> [Exercise prompt]
Only an exact repetition of the entries will do.

(Entries supplied begins)

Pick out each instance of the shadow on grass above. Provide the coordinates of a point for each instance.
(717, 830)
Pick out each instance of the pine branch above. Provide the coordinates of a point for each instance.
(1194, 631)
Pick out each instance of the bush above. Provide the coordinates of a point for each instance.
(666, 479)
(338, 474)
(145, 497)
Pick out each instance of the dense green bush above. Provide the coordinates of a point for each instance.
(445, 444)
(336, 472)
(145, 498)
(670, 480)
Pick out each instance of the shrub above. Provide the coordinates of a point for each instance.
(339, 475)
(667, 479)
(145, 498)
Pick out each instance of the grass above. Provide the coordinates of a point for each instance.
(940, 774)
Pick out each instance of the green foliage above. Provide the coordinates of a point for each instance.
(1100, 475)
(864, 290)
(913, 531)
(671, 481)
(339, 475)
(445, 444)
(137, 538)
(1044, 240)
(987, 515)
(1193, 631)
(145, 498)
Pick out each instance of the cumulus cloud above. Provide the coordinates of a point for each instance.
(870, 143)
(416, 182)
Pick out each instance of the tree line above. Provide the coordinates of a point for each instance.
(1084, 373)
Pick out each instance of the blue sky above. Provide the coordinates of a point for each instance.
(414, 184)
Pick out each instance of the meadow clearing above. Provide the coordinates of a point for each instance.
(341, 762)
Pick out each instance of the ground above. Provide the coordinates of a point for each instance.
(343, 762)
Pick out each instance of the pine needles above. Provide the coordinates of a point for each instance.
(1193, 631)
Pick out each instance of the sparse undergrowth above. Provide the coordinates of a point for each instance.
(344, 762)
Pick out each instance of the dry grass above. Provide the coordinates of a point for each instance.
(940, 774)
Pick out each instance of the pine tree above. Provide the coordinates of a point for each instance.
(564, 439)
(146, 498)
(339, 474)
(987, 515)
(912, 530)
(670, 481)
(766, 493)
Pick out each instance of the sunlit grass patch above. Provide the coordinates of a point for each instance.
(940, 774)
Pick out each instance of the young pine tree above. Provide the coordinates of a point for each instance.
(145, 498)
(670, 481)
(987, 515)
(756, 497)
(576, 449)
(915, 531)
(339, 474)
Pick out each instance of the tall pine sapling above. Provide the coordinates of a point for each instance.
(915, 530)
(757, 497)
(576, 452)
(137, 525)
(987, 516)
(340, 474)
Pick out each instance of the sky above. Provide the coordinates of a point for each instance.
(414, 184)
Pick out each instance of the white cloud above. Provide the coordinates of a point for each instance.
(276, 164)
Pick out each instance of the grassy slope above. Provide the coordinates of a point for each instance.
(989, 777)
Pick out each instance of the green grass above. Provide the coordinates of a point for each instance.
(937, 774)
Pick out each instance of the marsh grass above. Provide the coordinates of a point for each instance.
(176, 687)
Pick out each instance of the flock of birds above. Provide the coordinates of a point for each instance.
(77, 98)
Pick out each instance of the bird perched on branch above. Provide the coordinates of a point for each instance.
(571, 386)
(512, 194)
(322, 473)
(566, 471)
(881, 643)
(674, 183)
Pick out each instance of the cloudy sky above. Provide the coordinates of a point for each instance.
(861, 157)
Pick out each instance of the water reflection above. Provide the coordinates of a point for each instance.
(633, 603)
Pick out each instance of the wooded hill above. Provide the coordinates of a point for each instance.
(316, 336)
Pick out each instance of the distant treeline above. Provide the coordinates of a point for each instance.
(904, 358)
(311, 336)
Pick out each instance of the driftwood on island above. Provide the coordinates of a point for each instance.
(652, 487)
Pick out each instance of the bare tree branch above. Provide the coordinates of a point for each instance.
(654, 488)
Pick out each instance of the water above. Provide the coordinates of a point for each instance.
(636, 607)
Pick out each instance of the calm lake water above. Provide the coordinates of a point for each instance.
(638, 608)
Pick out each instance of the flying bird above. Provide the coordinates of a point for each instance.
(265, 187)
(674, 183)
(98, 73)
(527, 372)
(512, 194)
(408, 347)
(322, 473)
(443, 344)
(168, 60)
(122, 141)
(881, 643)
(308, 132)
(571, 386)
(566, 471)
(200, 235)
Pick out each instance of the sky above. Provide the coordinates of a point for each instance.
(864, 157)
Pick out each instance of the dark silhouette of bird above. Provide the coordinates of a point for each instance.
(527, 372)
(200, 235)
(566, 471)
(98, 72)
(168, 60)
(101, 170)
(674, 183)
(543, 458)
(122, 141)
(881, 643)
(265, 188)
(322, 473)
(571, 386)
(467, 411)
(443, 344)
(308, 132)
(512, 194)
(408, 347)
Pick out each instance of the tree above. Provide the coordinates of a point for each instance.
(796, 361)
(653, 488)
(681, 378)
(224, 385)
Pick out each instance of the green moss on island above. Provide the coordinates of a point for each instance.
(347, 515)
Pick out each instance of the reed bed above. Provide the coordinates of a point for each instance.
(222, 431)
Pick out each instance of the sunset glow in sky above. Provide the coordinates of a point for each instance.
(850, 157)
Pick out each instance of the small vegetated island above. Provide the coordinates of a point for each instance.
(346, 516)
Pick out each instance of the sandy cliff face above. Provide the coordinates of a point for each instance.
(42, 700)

(Entries supplied ends)

> [Written response]
Pick out each instance of the shadow on grass above. Provide the coordinates of a point for each instance.
(717, 830)
Pick out each instance of the pine branch above. Provide the coordinates of a point for each instance.
(1194, 631)
Pick out each instance of the bush above. Provide the coordinates of a point for each instance.
(666, 479)
(338, 474)
(145, 497)
Pick out each instance of the dense green bush above. Provide the coordinates of a point for each instance.
(445, 444)
(336, 472)
(145, 498)
(670, 480)
Pick out each instance of the shrub above. Provide the coordinates of a point for each instance.
(339, 475)
(667, 479)
(145, 498)
Pick out each instance of the grass above. Provide the coordinates of a point for each instance.
(940, 774)
Pick out each instance of the green foliage above. Provide the coordinates of a point for each instance.
(1100, 475)
(864, 290)
(913, 531)
(671, 481)
(339, 475)
(445, 444)
(137, 538)
(1044, 240)
(987, 515)
(1193, 631)
(145, 498)
Pick out each instance of the cumulus cloud above. Provide the coordinates of a point for each instance.
(870, 143)
(416, 182)
Pick out each instance of the tree line above. Provide the coordinates of a point for each instance.
(1084, 373)
Pick out each instance of the blue sky above. Provide the coordinates of a point for each instance.
(414, 184)
Pick out each instance of the meadow clearing above. Provide the coordinates of a point for each instance.
(341, 762)
Pick out each instance of the ground above. Provide the coordinates of a point for each instance.
(343, 762)
Pick out each instance of the pine needles above. Provide the coordinates of a point for each instance.
(1193, 631)
Pick out each instance of the sparse undergrowth above. Provide the coordinates of a point for each instance.
(344, 762)
Pick out each instance of the dry grass above. Provide the coordinates of a point for each instance.
(940, 774)
Pick out each instance of the pine tree above. Provide the coordinates of a point for each instance.
(564, 439)
(146, 498)
(339, 474)
(987, 515)
(912, 530)
(670, 481)
(766, 493)
Pick out each instance of the sunlit grass patch above. Provide the coordinates of a point for each instance.
(940, 774)
Pick out each instance of the young pine tree above. Provide the coordinates of a point for each instance.
(145, 498)
(670, 481)
(987, 515)
(756, 497)
(576, 449)
(915, 531)
(339, 474)
Pick out each instance of the tall pine sapling above. Provide the coordinates of a point for each instance.
(915, 530)
(757, 497)
(576, 452)
(137, 525)
(987, 516)
(340, 474)
Pick out each instance of the sky above. Provide the coordinates of a point for each instance.
(414, 184)
Pick out each instance of the white cloud above. Provide the coordinates of a point for each instance.
(276, 164)
Pick out each instance of the grassy slope above. Provide the coordinates of a point for each instance.
(989, 777)
Pick out each instance of the green grass above. Provide the coordinates of a point for each instance.
(937, 774)
Pick out each instance of the marsh grass above. Provide the coordinates of a point for each instance.
(176, 687)
Pick out each instance of the flock of birds above. Provide the coordinates of a point for each instance.
(77, 98)
Pick out each instance of the bird perched on branch above. Provide the coordinates of a point for each instance.
(571, 386)
(512, 194)
(322, 473)
(566, 471)
(881, 643)
(674, 183)
Pick out each instance of the cloudy sky above. Provide the coordinates of a point for each instance.
(861, 157)
Pick out each instance of the water reflection above. Provide the coordinates of a point for each instance.
(633, 603)
Pick out each instance of the wooded hill above. Provide the coordinates of a point for each instance.
(316, 336)
Pick out each instance of the distant treeline above. Provide the coordinates of a point for each instance.
(904, 358)
(311, 336)
Pick out each instance of the driftwood on island above. Provide the coordinates of a point for each instance.
(652, 487)
Pick out each instance of the bare tree branch above. Provide the coordinates of a point for each instance.
(654, 488)
Pick out each instance of the water above. Provide the coordinates of a point for each instance.
(636, 607)
Pick out each instance of the calm lake water above. Provide the coordinates of a point for each instance.
(638, 608)
Pick out each instance of the flying bird above. Provide the coordinates of a point for each instance.
(265, 187)
(674, 183)
(98, 73)
(527, 372)
(512, 194)
(408, 347)
(322, 473)
(443, 344)
(168, 60)
(122, 141)
(881, 643)
(308, 132)
(571, 386)
(566, 471)
(200, 235)
Pick out each instance of the sky above. Provide the coordinates of a point for each instance.
(864, 157)
Pick out each instance of the dark silhouette of bird above. Provide the coordinates of a point for each instance.
(527, 372)
(200, 235)
(566, 471)
(98, 72)
(168, 60)
(101, 170)
(674, 183)
(543, 458)
(122, 141)
(881, 643)
(265, 188)
(322, 473)
(571, 386)
(467, 411)
(443, 344)
(308, 132)
(512, 194)
(408, 347)
Pick out each instance of the tree above. Provide the coordinates of a point for each instance.
(796, 361)
(653, 488)
(681, 378)
(224, 385)
Pick out each instance of the green moss on island above. Provide the coordinates of a point for each instance.
(347, 515)
Pick out each instance of the reed bed above. Provide the coordinates of a point for each instance.
(222, 431)
Pick out each instance of the sunset glow in sky above. Provide the coordinates of a point for each instance.
(850, 157)
Pick out each instance of the small vegetated island above. Provide the coordinates of a point for each instance.
(346, 516)
Pick out each instance of the sandy cliff face above. Provide the coordinates of a point for each instance.
(42, 700)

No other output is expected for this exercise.